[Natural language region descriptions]
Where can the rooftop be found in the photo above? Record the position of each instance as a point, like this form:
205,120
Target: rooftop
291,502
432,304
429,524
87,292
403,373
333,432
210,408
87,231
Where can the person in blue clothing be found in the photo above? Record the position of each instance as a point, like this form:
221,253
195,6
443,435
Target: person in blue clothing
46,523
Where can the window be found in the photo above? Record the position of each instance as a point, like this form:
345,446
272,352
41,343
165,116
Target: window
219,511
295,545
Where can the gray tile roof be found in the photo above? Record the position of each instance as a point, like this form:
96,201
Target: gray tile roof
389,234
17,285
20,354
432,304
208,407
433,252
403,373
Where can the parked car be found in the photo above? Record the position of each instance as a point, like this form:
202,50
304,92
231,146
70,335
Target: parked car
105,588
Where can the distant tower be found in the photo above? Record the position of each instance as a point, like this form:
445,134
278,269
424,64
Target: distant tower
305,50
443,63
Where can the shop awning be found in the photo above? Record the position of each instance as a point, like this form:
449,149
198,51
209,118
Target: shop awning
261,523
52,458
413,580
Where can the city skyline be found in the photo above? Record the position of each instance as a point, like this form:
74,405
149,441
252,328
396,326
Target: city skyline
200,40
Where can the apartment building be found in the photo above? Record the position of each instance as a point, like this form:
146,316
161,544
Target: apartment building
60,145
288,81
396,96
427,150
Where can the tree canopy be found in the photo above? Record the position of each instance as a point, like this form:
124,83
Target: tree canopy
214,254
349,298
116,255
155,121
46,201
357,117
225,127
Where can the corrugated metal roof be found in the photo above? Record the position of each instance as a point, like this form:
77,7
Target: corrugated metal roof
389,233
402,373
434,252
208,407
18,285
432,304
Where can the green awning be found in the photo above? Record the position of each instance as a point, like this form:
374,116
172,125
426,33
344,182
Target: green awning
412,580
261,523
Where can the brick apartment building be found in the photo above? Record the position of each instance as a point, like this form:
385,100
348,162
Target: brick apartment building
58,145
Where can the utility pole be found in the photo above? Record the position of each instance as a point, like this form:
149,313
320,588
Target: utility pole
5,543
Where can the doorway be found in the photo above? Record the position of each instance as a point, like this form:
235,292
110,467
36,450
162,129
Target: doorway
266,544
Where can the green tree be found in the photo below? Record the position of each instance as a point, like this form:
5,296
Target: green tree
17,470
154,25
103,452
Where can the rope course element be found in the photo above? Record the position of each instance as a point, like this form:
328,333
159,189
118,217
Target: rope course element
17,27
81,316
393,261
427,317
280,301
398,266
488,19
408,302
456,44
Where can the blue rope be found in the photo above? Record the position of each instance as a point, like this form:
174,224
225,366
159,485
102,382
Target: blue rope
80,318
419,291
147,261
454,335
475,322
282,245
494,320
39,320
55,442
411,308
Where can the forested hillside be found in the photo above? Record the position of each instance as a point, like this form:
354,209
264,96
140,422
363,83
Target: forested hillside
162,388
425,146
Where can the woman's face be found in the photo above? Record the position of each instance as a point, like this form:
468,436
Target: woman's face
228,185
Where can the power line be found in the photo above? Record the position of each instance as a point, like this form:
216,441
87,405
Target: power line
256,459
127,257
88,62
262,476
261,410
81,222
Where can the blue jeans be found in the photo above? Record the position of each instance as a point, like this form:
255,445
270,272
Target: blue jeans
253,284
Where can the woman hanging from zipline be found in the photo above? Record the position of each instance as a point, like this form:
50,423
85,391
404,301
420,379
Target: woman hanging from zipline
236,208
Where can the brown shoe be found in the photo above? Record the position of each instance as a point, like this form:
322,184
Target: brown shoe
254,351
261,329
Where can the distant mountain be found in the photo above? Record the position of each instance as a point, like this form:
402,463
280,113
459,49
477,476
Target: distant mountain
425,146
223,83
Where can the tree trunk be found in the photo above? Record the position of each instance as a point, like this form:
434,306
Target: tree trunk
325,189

*TASK DESCRIPTION*: Write out exactly the lines starting with the one that holds "Where can the distant mountain" and running through the last line above.

*SOLUTION TO THIS TASK*:
Where can the distant mountain be found in the photo above? Record the position of each instance as a point, like this form:
402,463
280,113
459,49
477,476
Target: distant mountain
425,146
223,83
Where can the tree trunk be found in the photo above? Record the position of each instance as a point, like this form:
434,306
Target: tree trunk
325,189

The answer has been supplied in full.